Supplied records
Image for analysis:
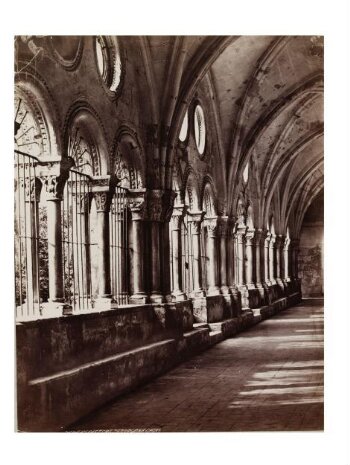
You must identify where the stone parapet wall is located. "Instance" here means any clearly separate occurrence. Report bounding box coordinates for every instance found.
[17,291,301,432]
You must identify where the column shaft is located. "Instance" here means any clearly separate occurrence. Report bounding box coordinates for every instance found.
[245,231,255,288]
[96,210,111,297]
[206,219,219,295]
[269,235,276,284]
[47,199,64,302]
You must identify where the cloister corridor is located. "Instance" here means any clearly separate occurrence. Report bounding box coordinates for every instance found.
[69,298,324,432]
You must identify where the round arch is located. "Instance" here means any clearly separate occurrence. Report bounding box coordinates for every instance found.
[112,125,145,188]
[15,70,62,159]
[64,103,110,176]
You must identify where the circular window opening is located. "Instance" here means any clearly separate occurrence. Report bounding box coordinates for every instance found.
[179,110,188,142]
[243,162,249,183]
[95,36,122,93]
[194,105,206,155]
[96,36,109,83]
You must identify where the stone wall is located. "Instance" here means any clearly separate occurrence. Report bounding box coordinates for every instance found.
[298,222,323,297]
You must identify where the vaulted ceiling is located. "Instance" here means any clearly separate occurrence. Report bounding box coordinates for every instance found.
[15,35,324,235]
[139,35,324,231]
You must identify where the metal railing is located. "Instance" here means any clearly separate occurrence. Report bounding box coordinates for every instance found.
[62,168,93,311]
[109,186,130,305]
[14,150,44,320]
[181,215,194,297]
[15,154,133,318]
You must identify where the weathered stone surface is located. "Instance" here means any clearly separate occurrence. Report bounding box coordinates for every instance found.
[68,299,323,433]
[17,290,302,431]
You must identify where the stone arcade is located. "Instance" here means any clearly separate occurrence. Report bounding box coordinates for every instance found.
[14,35,324,432]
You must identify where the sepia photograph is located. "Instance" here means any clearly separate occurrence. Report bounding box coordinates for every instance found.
[14,34,324,433]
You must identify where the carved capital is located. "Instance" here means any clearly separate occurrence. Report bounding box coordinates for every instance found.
[146,189,163,221]
[170,204,187,230]
[128,189,146,220]
[40,174,66,201]
[170,215,182,230]
[275,235,285,250]
[93,192,111,213]
[253,228,264,246]
[205,217,218,238]
[245,228,255,244]
[235,223,247,237]
[188,210,205,234]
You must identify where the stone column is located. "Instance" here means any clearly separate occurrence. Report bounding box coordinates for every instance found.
[269,233,276,285]
[92,180,113,309]
[147,190,164,303]
[205,217,220,296]
[236,223,248,308]
[161,190,177,302]
[227,219,236,293]
[275,234,285,292]
[170,205,187,300]
[283,236,291,282]
[263,230,271,286]
[188,211,205,297]
[254,229,265,297]
[235,224,247,287]
[245,228,255,289]
[39,173,69,316]
[128,190,147,304]
[218,216,229,294]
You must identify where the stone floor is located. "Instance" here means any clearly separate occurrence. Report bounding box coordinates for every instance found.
[69,298,324,432]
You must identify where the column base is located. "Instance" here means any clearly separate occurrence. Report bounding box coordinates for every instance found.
[207,286,221,296]
[247,287,261,309]
[171,291,187,302]
[256,283,266,303]
[238,285,250,310]
[282,279,291,296]
[229,286,242,316]
[276,278,285,296]
[150,293,165,304]
[192,295,225,323]
[220,285,230,295]
[190,289,206,298]
[41,301,72,318]
[222,293,233,318]
[246,283,256,290]
[93,297,114,311]
[130,293,148,305]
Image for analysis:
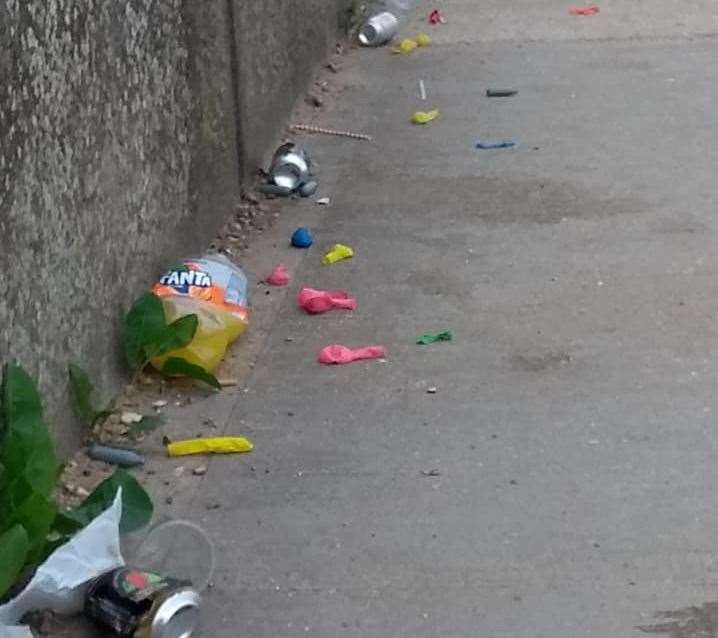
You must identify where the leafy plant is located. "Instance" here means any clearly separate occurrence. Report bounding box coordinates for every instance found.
[68,363,114,429]
[0,364,154,597]
[123,292,220,388]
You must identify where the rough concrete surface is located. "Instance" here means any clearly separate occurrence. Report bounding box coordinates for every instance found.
[0,0,347,452]
[118,1,718,637]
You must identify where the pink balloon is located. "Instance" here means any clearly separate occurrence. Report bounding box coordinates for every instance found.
[266,264,290,286]
[318,344,386,365]
[298,288,357,314]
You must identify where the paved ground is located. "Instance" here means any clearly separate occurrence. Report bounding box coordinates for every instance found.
[78,2,718,636]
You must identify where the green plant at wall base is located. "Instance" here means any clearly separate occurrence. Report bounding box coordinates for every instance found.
[124,292,220,389]
[0,364,153,598]
[68,363,115,429]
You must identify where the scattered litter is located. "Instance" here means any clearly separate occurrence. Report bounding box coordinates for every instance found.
[416,33,431,47]
[412,109,440,125]
[322,243,354,265]
[166,436,254,457]
[120,411,143,425]
[257,183,293,197]
[193,465,208,476]
[291,227,314,248]
[421,469,441,477]
[359,11,399,47]
[266,264,290,286]
[298,288,357,314]
[419,79,427,101]
[427,386,438,394]
[428,9,446,24]
[151,253,249,374]
[217,377,239,387]
[393,34,431,54]
[318,345,386,365]
[291,124,373,142]
[317,197,331,206]
[152,400,168,408]
[486,88,518,97]
[476,139,517,149]
[417,330,453,345]
[269,143,311,191]
[0,491,124,633]
[393,38,417,54]
[569,4,599,15]
[298,180,318,198]
[85,566,201,637]
[88,444,145,468]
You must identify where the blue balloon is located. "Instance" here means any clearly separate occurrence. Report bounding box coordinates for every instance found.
[291,227,313,248]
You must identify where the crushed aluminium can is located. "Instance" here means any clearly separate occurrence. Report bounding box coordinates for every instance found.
[359,12,399,46]
[84,567,201,638]
[269,148,310,191]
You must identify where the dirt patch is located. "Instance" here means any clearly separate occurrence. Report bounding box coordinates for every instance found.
[638,601,718,637]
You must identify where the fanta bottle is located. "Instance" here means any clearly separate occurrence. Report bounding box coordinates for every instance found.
[150,254,249,373]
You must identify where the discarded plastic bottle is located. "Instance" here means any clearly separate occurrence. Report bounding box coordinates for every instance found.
[151,254,249,373]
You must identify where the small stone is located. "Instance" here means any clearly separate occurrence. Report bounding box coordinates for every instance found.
[306,93,324,108]
[174,466,185,478]
[206,503,221,510]
[327,62,340,73]
[153,400,168,408]
[427,386,438,394]
[317,197,331,206]
[165,496,174,505]
[285,337,294,342]
[120,411,143,425]
[193,465,208,476]
[421,469,440,477]
[76,486,90,497]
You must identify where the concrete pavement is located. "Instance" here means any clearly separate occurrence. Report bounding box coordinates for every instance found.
[145,2,718,637]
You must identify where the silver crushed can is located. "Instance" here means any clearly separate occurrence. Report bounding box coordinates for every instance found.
[270,149,310,191]
[359,12,399,47]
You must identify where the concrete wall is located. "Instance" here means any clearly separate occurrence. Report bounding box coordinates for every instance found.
[0,0,346,453]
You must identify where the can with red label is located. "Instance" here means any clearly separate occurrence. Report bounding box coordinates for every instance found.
[84,567,200,638]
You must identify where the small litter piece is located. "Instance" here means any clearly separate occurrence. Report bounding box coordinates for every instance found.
[393,33,431,54]
[428,9,446,24]
[317,197,331,205]
[412,109,440,125]
[416,330,453,345]
[298,180,318,198]
[419,79,427,101]
[193,465,207,476]
[318,345,386,365]
[427,386,438,394]
[291,227,314,248]
[322,243,354,265]
[486,88,518,97]
[569,4,599,15]
[298,288,357,314]
[476,139,517,149]
[421,469,441,477]
[166,436,254,457]
[88,444,145,468]
[266,264,290,286]
[152,399,168,408]
[217,377,239,387]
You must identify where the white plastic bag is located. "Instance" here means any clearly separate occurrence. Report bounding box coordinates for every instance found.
[0,490,125,633]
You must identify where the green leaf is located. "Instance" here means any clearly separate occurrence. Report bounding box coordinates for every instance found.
[153,314,199,358]
[0,364,57,497]
[162,357,221,390]
[124,293,167,371]
[65,469,153,533]
[129,414,166,436]
[4,491,57,564]
[0,525,29,598]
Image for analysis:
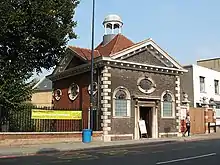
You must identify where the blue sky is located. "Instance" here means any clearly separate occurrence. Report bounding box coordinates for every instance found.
[35,0,220,79]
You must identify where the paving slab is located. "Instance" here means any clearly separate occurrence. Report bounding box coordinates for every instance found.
[0,133,219,158]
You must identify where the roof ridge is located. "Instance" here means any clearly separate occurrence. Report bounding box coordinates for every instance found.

Work order
Exactly the lines from the one containing "You must identify where the green leaf" through the end of the data above: repeat those, both ends included, and nothing else. Skip the pictures.

Response area
You must identify where the green leaf is located. "Instance" here means any clearly separate occurrence. Report bounding box coordinates for every instance found.
[153,314,199,358]
[0,364,57,497]
[162,357,221,390]
[124,293,167,371]
[65,469,153,533]
[129,414,166,436]
[4,491,57,564]
[0,525,29,598]
Image for analysis:
You must identify where the blue sky is located. "Instance" here means any clearly separate occurrence. Report bounding box coordinates for every instance found.
[35,0,220,79]
You must identify where the paving slab is located. "Instance" here means any clearly separate occurrence. Report bounding box coordinates for every instance found.
[0,133,219,158]
You must identify where the roof ridge is located. "Instance" here means any clearly separate occurrence. Report bounding box coordinates for every instance found.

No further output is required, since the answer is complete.